TASK REQUIREMENTS:
Copy every line of the records below with no changes at all, but leave the pictures out.
— BEGIN —
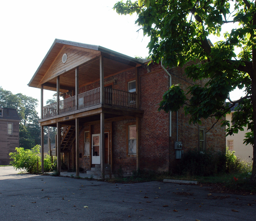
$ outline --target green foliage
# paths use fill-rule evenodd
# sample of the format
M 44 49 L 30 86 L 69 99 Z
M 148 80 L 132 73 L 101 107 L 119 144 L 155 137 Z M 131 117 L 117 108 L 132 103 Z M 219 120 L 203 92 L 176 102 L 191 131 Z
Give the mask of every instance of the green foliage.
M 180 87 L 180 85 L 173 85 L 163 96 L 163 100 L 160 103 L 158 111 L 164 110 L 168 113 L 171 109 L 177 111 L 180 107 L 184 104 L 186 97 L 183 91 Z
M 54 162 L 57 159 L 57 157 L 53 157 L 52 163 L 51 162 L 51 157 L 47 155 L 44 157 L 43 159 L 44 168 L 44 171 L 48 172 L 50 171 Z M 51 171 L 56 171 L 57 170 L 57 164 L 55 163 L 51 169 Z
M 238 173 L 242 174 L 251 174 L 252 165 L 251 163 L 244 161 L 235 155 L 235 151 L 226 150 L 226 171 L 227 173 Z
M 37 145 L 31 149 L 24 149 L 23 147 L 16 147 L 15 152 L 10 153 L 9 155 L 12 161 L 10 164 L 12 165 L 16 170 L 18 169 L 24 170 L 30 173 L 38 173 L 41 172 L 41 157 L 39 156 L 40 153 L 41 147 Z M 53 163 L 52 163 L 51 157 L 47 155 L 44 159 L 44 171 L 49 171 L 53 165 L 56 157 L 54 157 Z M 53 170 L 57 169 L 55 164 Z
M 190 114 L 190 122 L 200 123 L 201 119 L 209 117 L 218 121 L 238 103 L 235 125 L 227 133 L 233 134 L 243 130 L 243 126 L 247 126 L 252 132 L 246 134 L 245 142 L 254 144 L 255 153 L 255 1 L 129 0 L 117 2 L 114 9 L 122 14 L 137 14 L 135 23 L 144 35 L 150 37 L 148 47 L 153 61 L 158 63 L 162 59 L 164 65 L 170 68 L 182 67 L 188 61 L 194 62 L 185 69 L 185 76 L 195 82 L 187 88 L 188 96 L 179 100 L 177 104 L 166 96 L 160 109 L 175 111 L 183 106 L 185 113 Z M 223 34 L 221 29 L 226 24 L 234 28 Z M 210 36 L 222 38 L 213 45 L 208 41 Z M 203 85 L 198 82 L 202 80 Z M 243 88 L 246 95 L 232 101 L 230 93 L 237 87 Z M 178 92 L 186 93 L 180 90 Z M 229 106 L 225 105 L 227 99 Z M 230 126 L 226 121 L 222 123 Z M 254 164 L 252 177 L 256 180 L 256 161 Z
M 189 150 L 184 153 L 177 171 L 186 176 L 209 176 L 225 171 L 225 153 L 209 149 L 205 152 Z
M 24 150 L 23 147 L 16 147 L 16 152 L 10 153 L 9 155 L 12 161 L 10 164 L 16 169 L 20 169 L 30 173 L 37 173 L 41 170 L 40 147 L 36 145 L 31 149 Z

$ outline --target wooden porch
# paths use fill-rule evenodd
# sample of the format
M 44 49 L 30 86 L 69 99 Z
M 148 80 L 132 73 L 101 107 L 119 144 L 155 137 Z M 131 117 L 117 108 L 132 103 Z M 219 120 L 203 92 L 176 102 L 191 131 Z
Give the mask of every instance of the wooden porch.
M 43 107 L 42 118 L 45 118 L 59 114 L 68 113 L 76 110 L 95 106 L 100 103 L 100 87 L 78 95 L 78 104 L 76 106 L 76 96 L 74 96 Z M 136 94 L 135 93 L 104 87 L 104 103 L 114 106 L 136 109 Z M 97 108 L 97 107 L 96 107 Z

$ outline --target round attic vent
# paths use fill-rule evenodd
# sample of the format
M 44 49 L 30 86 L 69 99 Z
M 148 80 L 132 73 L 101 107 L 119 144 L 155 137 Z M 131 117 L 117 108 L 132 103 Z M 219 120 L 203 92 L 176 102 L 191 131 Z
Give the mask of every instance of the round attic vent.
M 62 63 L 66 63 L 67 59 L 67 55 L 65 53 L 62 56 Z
— END —
EXPECTED ANSWER:
$ outline --target green foliage
# paths use fill-rule evenodd
# sample of the format
M 44 49 L 30 86 L 69 99 Z
M 148 80 L 132 73 L 101 107 L 119 144 L 155 137 Z M 131 117 L 117 108 L 132 103 Z M 219 120 L 203 92 L 176 102 L 191 131 Z
Give the mask of every instance of the green foliage.
M 180 87 L 180 85 L 173 85 L 163 96 L 163 100 L 160 103 L 158 111 L 164 110 L 168 113 L 171 109 L 177 111 L 180 107 L 184 104 L 186 97 L 183 91 Z
M 54 162 L 57 159 L 57 157 L 53 157 L 52 163 L 51 162 L 51 157 L 47 155 L 44 157 L 43 159 L 44 168 L 44 171 L 48 172 L 50 171 Z M 51 171 L 56 171 L 57 170 L 57 164 L 55 163 L 51 169 Z
M 238 173 L 242 174 L 251 174 L 252 165 L 251 163 L 244 161 L 235 155 L 235 151 L 226 150 L 226 171 L 227 173 Z
M 37 145 L 31 149 L 24 149 L 23 147 L 16 147 L 15 152 L 10 153 L 9 155 L 12 161 L 10 164 L 12 165 L 16 170 L 18 169 L 24 170 L 30 173 L 38 173 L 41 172 L 41 157 L 39 156 L 40 153 L 41 147 Z M 53 163 L 52 163 L 51 157 L 47 155 L 44 159 L 44 171 L 49 171 L 53 165 L 56 157 L 54 157 Z M 53 170 L 57 169 L 55 164 Z
M 190 114 L 190 122 L 200 123 L 201 119 L 209 117 L 218 121 L 238 103 L 235 125 L 227 133 L 233 134 L 243 130 L 243 126 L 247 126 L 252 132 L 246 134 L 245 142 L 254 144 L 255 153 L 255 1 L 129 0 L 117 2 L 114 9 L 122 14 L 137 14 L 135 23 L 144 35 L 150 37 L 148 47 L 153 61 L 158 63 L 162 59 L 164 65 L 170 68 L 182 67 L 188 61 L 194 62 L 185 69 L 185 76 L 195 82 L 187 88 L 188 96 L 179 100 L 177 104 L 166 96 L 160 109 L 175 111 L 183 106 L 185 113 Z M 223 34 L 221 29 L 226 24 L 234 28 Z M 210 36 L 222 38 L 213 45 L 208 41 Z M 203 85 L 198 82 L 202 80 Z M 243 88 L 246 95 L 232 101 L 230 93 L 237 87 Z M 178 92 L 186 93 L 180 90 Z M 229 106 L 225 105 L 227 99 Z M 230 126 L 226 121 L 222 123 Z M 254 164 L 252 177 L 256 180 L 256 161 Z
M 189 150 L 184 153 L 177 171 L 186 176 L 209 176 L 225 171 L 225 153 L 209 149 L 205 152 Z
M 24 150 L 23 147 L 16 147 L 16 152 L 10 153 L 9 155 L 12 161 L 10 164 L 16 169 L 20 169 L 30 173 L 37 173 L 41 170 L 40 147 L 36 145 L 31 149 Z

$ outline --target wooden porch
# paths use fill-rule evenodd
# sample of the format
M 44 49 L 30 86 L 69 99 Z
M 148 80 L 132 73 L 101 107 L 119 144 L 155 137 Z M 131 117 L 117 108 L 132 103 Z M 219 120 L 203 92 L 176 102 L 191 131 Z
Give the mask of every instance of the wooden porch.
M 43 107 L 42 118 L 45 118 L 59 114 L 68 113 L 76 110 L 95 106 L 100 103 L 100 87 L 78 95 L 78 104 L 76 106 L 76 96 L 74 96 Z M 136 94 L 135 93 L 104 87 L 104 103 L 114 106 L 136 109 Z M 97 108 L 97 107 L 96 107 Z

$ outline --target round attic vent
# paths use fill-rule evenodd
# sample of the format
M 44 49 L 30 86 L 69 99 Z
M 148 80 L 132 73 L 101 107 L 119 144 L 155 137 Z M 131 117 L 117 108 L 132 103 Z M 219 120 L 203 92 L 176 102 L 191 131 Z
Give the mask of every instance of the round attic vent.
M 62 63 L 66 63 L 67 59 L 67 55 L 65 53 L 62 56 Z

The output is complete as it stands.